__INSTRUCTIONS TO FOLLOW__.
How many of the lines below contain the string "head"? Reply with the number alone.

__RECORDS FOR THE EXERCISE__.
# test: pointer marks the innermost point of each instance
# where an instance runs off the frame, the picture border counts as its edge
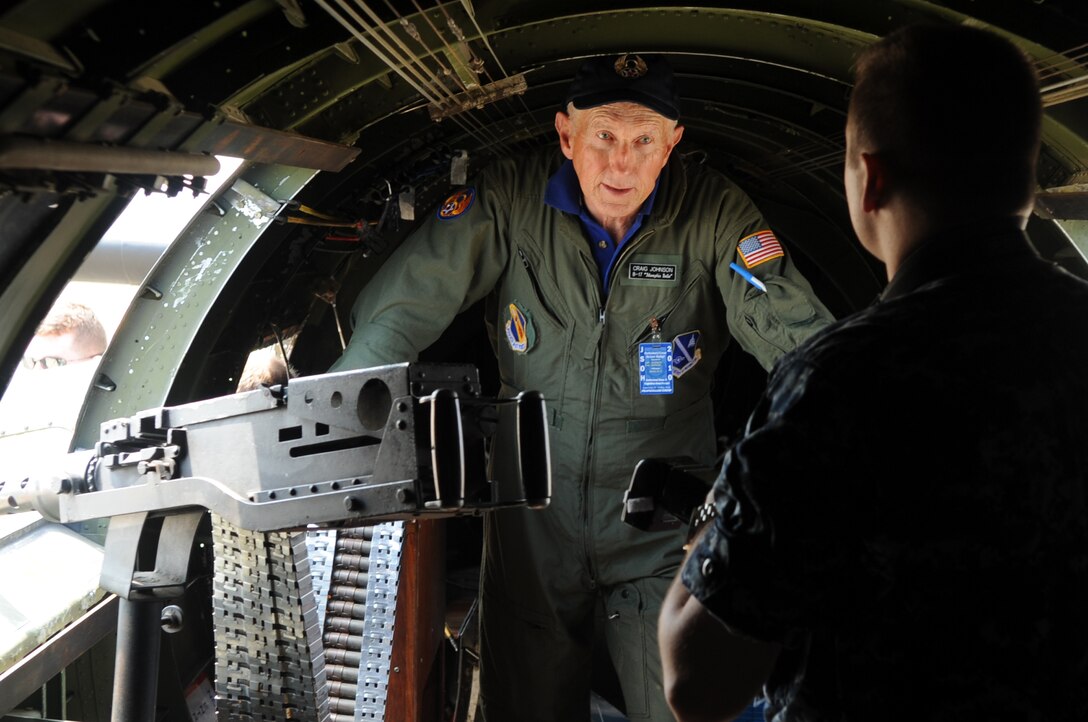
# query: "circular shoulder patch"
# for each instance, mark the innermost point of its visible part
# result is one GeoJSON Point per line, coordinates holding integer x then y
{"type": "Point", "coordinates": [457, 203]}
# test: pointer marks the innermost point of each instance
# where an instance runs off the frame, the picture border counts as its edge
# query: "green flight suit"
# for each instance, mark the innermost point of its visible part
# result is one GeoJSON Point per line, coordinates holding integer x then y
{"type": "Point", "coordinates": [549, 575]}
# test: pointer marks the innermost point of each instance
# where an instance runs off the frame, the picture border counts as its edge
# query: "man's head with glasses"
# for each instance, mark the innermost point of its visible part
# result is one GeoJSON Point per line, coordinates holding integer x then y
{"type": "Point", "coordinates": [71, 334]}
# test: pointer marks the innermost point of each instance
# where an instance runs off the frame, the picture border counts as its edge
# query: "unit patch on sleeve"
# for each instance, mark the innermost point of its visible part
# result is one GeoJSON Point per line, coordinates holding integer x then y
{"type": "Point", "coordinates": [685, 352]}
{"type": "Point", "coordinates": [519, 330]}
{"type": "Point", "coordinates": [759, 248]}
{"type": "Point", "coordinates": [457, 203]}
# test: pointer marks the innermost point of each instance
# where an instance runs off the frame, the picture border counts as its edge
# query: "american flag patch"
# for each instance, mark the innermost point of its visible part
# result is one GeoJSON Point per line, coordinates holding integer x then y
{"type": "Point", "coordinates": [759, 248]}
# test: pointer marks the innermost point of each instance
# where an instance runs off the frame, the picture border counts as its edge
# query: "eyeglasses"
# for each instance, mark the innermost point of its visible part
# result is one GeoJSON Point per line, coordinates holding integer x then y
{"type": "Point", "coordinates": [44, 362]}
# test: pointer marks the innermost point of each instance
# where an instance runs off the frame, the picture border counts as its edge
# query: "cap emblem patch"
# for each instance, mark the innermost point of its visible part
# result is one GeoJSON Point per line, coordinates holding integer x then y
{"type": "Point", "coordinates": [457, 203]}
{"type": "Point", "coordinates": [630, 66]}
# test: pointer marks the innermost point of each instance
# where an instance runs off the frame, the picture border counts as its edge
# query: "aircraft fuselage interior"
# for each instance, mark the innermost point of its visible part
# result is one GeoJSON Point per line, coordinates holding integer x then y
{"type": "Point", "coordinates": [332, 129]}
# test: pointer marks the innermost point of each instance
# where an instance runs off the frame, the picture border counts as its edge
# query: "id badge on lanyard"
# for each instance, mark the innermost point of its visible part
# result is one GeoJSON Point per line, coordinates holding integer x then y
{"type": "Point", "coordinates": [655, 364]}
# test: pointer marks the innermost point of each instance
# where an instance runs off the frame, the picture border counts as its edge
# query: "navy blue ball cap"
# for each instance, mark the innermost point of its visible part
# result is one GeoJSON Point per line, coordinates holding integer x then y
{"type": "Point", "coordinates": [643, 79]}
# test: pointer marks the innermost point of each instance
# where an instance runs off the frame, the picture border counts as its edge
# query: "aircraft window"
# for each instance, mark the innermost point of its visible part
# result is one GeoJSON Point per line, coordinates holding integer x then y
{"type": "Point", "coordinates": [40, 408]}
{"type": "Point", "coordinates": [41, 405]}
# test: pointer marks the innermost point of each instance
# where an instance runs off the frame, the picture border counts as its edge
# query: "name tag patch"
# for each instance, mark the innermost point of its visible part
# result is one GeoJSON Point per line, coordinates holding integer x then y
{"type": "Point", "coordinates": [652, 272]}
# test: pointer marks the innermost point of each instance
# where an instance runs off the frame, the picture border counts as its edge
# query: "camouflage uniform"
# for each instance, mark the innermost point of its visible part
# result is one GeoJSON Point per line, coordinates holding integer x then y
{"type": "Point", "coordinates": [906, 511]}
{"type": "Point", "coordinates": [548, 574]}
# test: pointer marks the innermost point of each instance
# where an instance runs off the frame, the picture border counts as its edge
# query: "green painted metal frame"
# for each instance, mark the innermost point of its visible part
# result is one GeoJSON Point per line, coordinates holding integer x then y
{"type": "Point", "coordinates": [157, 332]}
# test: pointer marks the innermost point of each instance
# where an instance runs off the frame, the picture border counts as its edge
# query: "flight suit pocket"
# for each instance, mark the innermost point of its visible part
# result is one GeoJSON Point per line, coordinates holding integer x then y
{"type": "Point", "coordinates": [532, 330]}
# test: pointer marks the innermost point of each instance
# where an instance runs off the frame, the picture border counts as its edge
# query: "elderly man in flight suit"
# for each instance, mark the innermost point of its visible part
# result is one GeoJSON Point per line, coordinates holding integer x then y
{"type": "Point", "coordinates": [615, 276]}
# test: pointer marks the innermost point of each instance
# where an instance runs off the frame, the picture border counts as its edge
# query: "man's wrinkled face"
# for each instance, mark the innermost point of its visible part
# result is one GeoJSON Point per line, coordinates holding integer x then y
{"type": "Point", "coordinates": [618, 151]}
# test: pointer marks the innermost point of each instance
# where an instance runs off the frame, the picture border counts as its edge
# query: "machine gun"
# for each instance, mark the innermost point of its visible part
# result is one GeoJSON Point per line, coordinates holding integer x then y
{"type": "Point", "coordinates": [325, 451]}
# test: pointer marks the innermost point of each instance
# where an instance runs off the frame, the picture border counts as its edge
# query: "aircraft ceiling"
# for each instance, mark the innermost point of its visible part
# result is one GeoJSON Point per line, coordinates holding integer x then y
{"type": "Point", "coordinates": [333, 102]}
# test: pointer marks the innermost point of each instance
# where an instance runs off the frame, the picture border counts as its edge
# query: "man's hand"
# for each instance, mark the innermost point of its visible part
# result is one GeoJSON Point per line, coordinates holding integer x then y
{"type": "Point", "coordinates": [711, 673]}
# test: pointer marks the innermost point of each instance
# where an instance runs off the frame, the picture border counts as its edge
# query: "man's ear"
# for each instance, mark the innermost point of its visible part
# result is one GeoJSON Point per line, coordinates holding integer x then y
{"type": "Point", "coordinates": [675, 140]}
{"type": "Point", "coordinates": [875, 183]}
{"type": "Point", "coordinates": [563, 126]}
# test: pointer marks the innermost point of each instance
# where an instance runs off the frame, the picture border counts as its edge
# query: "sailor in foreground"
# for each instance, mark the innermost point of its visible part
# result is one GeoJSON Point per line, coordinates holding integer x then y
{"type": "Point", "coordinates": [902, 533]}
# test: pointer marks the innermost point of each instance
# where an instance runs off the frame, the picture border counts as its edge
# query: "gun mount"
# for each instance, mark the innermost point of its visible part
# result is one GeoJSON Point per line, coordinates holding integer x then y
{"type": "Point", "coordinates": [343, 448]}
{"type": "Point", "coordinates": [282, 469]}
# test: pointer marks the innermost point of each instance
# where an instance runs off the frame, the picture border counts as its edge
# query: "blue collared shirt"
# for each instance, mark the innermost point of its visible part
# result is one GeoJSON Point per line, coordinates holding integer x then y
{"type": "Point", "coordinates": [565, 194]}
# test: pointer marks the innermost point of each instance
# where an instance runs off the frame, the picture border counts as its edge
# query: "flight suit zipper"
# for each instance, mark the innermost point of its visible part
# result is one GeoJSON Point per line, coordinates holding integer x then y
{"type": "Point", "coordinates": [600, 332]}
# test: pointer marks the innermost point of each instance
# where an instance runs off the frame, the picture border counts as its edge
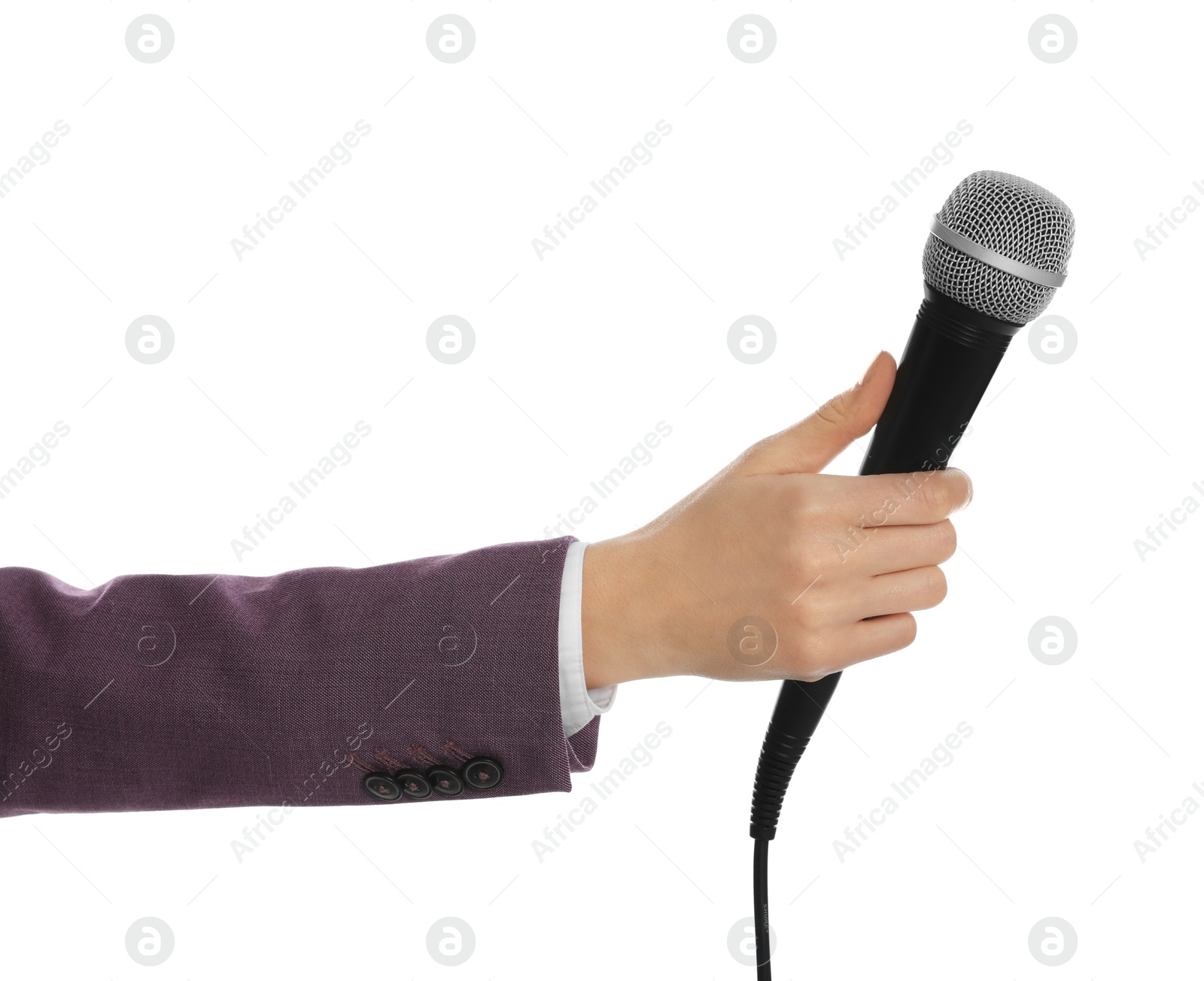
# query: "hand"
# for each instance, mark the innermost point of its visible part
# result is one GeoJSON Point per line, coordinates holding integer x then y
{"type": "Point", "coordinates": [830, 566]}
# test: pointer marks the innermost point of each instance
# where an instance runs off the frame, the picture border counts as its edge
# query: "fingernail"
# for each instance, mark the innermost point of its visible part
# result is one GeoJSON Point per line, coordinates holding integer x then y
{"type": "Point", "coordinates": [870, 371]}
{"type": "Point", "coordinates": [969, 485]}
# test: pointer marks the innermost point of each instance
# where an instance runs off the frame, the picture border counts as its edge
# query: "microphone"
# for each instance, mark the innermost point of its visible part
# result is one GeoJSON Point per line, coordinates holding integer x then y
{"type": "Point", "coordinates": [996, 253]}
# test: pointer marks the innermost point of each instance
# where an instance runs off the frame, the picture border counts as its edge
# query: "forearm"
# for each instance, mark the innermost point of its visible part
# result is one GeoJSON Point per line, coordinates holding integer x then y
{"type": "Point", "coordinates": [190, 691]}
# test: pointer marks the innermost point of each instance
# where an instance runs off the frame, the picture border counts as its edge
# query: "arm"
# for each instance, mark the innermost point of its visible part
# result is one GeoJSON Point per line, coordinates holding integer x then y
{"type": "Point", "coordinates": [198, 691]}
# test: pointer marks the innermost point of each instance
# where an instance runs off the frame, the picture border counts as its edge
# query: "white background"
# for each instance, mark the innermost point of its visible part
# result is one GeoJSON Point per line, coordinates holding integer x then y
{"type": "Point", "coordinates": [623, 325]}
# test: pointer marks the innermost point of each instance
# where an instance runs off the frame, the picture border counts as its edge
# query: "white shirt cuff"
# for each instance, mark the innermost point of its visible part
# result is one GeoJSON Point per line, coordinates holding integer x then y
{"type": "Point", "coordinates": [578, 706]}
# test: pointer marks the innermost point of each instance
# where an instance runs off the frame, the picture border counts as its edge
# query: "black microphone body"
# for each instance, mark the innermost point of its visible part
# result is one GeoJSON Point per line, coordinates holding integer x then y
{"type": "Point", "coordinates": [996, 253]}
{"type": "Point", "coordinates": [948, 364]}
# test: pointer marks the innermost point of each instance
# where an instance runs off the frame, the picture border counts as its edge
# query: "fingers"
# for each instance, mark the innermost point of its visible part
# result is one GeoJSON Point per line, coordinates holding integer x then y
{"type": "Point", "coordinates": [812, 445]}
{"type": "Point", "coordinates": [883, 635]}
{"type": "Point", "coordinates": [901, 593]}
{"type": "Point", "coordinates": [880, 551]}
{"type": "Point", "coordinates": [892, 499]}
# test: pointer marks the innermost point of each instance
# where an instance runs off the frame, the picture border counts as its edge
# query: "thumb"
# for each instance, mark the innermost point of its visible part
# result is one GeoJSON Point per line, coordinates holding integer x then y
{"type": "Point", "coordinates": [810, 445]}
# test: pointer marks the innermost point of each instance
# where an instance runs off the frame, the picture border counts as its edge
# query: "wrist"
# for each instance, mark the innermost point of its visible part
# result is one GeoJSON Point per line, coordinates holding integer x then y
{"type": "Point", "coordinates": [619, 630]}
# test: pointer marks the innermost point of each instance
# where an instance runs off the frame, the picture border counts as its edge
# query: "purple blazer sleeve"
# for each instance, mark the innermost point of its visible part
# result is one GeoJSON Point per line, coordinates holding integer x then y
{"type": "Point", "coordinates": [208, 691]}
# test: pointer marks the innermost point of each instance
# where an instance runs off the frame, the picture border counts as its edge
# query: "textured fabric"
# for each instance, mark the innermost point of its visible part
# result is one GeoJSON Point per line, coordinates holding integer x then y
{"type": "Point", "coordinates": [196, 691]}
{"type": "Point", "coordinates": [578, 704]}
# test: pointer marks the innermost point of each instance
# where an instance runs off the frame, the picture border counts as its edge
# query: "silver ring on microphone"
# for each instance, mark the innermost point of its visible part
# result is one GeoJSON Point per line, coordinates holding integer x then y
{"type": "Point", "coordinates": [991, 258]}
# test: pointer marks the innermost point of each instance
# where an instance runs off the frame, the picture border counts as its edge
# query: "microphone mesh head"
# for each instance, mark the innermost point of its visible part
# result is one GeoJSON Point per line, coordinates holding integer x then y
{"type": "Point", "coordinates": [1013, 217]}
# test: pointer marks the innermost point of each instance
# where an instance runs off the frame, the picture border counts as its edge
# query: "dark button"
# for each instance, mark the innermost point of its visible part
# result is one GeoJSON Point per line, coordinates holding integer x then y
{"type": "Point", "coordinates": [482, 773]}
{"type": "Point", "coordinates": [413, 784]}
{"type": "Point", "coordinates": [445, 782]}
{"type": "Point", "coordinates": [382, 786]}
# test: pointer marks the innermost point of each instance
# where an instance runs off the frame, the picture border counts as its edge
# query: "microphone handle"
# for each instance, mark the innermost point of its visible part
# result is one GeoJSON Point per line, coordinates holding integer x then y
{"type": "Point", "coordinates": [948, 364]}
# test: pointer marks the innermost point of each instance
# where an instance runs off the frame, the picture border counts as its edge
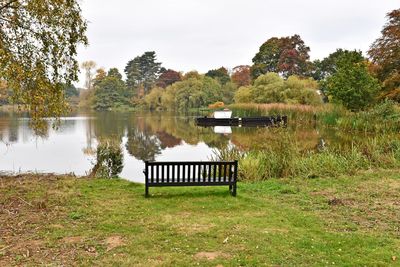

__EXERCISE ANSWER__.
2